Hmm. So, it leads to
case NBD_CMD_BLOCK_STATUS:
if (!request->len) {
return nbd_send_generic_reply(client, request, -EINVAL,
"need non-zero length", errp);
}
EINVAL is OK, but "need non-zero length" message is not appropriate.. I think we need separate reply for the case of invalid payload.
> On I/O
> + * error, return -EIO.
> + */
> +static int
> +nbd_co_block_status_payload_read(NBDClient *client, NBDRequest *request,
> + Error **errp)
> +{
> + int payload_len = request->len;
> + g_autofree char *buf = NULL;
> + g_autofree bool *bitmaps = NULL;
> + size_t count, i;
> + uint32_t id;
> +
> + assert(request->len <= NBD_MAX_BUFFER_SIZE);
> + if (payload_len % sizeof(uint32_t) ||
> + payload_len < sizeof(NBDBlockStatusPayload) ||
> + payload_len > (sizeof(NBDBlockStatusPayload) +
> + sizeof(id) * client->contexts.count)) {
> + goto skip;
> + }
> +
> + buf = g_malloc(payload_len);
> + if (nbd_read(client->ioc, buf, payload_len,
> + "CMD_BLOCK_STATUS data", errp) < 0) {
> + return -EIO;
> + }
> + trace_nbd_co_receive_request_payload_received(request->handle,
> + payload_len);
> + memset(&request->contexts, 0, sizeof(request->contexts));
> + request->contexts.nr_bitmaps = client->context_exp->nr_export_bitmaps;
> + bitmaps = g_new0(bool, request->contexts.nr_bitmaps);
> + count = (payload_len - sizeof(NBDBlockStatusPayload)) / sizeof(id);
In doc we have MUST: "The payload form MUST occupy 8 + n*4 bytes", do we really want to forgive and ignore unaligned tail? May be better to "goto skip" in this case, to avoid ambiguity.

════════════════════

| Problems and tasks |
#1 Quote the NBD block-status code review word for word, starting with "Hmm. So, it" and going on through "of invalid payload.".
#2 Extend the NBD block-status code review, picking up right after its final sentence.

════════════════════

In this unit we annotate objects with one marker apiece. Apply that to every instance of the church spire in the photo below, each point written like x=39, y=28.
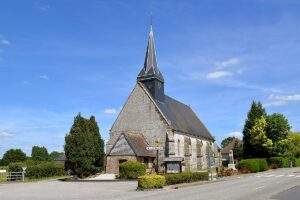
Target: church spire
x=150, y=68
x=150, y=75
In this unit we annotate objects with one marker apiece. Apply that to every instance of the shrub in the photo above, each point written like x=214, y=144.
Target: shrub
x=297, y=162
x=253, y=165
x=13, y=155
x=39, y=170
x=228, y=172
x=132, y=169
x=151, y=181
x=45, y=169
x=185, y=177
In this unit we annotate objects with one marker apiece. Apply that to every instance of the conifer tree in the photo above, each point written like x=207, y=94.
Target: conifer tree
x=256, y=112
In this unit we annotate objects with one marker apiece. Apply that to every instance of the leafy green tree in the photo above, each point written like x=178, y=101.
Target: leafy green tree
x=262, y=145
x=278, y=127
x=256, y=112
x=39, y=153
x=288, y=147
x=55, y=155
x=84, y=148
x=227, y=141
x=13, y=155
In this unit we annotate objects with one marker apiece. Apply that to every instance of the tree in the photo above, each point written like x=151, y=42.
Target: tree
x=256, y=111
x=84, y=148
x=262, y=145
x=277, y=127
x=13, y=155
x=39, y=154
x=55, y=155
x=226, y=141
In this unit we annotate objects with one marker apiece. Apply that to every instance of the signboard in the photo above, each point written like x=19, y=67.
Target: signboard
x=173, y=167
x=154, y=148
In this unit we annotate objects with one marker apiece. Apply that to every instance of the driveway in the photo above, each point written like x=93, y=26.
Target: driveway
x=277, y=184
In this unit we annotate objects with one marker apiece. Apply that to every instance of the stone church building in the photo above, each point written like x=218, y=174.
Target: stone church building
x=151, y=118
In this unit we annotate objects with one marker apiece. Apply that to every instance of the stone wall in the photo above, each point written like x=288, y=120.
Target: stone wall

════════════════════

| Responses in order |
#1
Hmm. So, it leads to
case NBD_CMD_BLOCK_STATUS:
if (!request->len) {
return nbd_send_generic_reply(client, request, -EINVAL,
"need non-zero length", errp);
}
EINVAL is OK, but "need non-zero length" message is not appropriate.. I think we need separate reply for the case of invalid payload.

#2
> + payload_len = 0;
> +
> + for (i = 0; i < count; i++) {
> +
> + id = ldl_be_p(buf + sizeof(NBDBlockStatusPayload) + sizeof(id) * i);
> + if (id == NBD_META_ID_BASE_ALLOCATION) {
> + if (request->contexts.base_allocation) {
> + goto skip;
> + }
> + request->contexts.base_allocation = true;
> + } else if (id == NBD_META_ID_ALLOCATION_DEPTH) {
> + if (request->contexts.allocation_depth) {
> + goto skip;
> + }
> + request->contexts.allocation_depth = true;
> + } else {
> + if (id - NBD_META_ID_DIRTY_BITMAP >
> + request->contexts.nr_bitmaps ||
> + bitmaps[id - NBD_META_ID_DIRTY_BITMAP]) {
> + goto skip;
> + }
> + bitmaps[id - NBD_META_ID_DIRTY_BITMAP] = true;
> + }
> + }
> +
> + request->len = ldq_be_p(buf);
> + request->contexts.count = count;
> + request->contexts.bitmaps = bitmaps;
> + bitmaps = NULL;
better I think:
request->context.bitmaps = g_steal_pointer(bitmaps);
- as a pair to g_autofree.
> + return 0;
> +
> + skip:
> + trace_nbd_co_receive_block_status_payload_compliance(request->from,
> + request->len);
> + request->len = request->contexts.count = 0;
> + return nbd_drop(client->ioc, payload_len, errp);
> +}
> +
> /* nbd_co_receive_request
> * Collect a client request. Return 0 if request looks valid, -EIO to drop
> * connection right away, -EAGAIN to indicate we were interrupted and the
> @@ -2461,7 +2547,14 @@ static int coroutine_fn nbd_co_receive_request(NBDRequestData *req, NBDRequest *
>
> if (request->type == NBD_CMD_WRITE || extended_with_payload) {
> payload_len = request->len;
> - if (request->type != NBD_CMD_WRITE) {
> + if (request->type == NBD_CMD_BLOCK_STATUS) {
> + payload_len = nbd_co_block_status_payload_read(client,
> + request,
> + errp);
> + if (payload_len < 0) {
> + return -EIO;
> + }
Seems we can handle all payload in one "switch" block, instead of handling BLOCK_STATUS here and postponing WRITE payload (and dropping) up to the end of the block with help of payload_len variable.
> + } else if (request->type != NBD_CMD_WRITE) {
> /*
> * For now, we don't support payloads on other
> * commands; but we can keep the connection alive.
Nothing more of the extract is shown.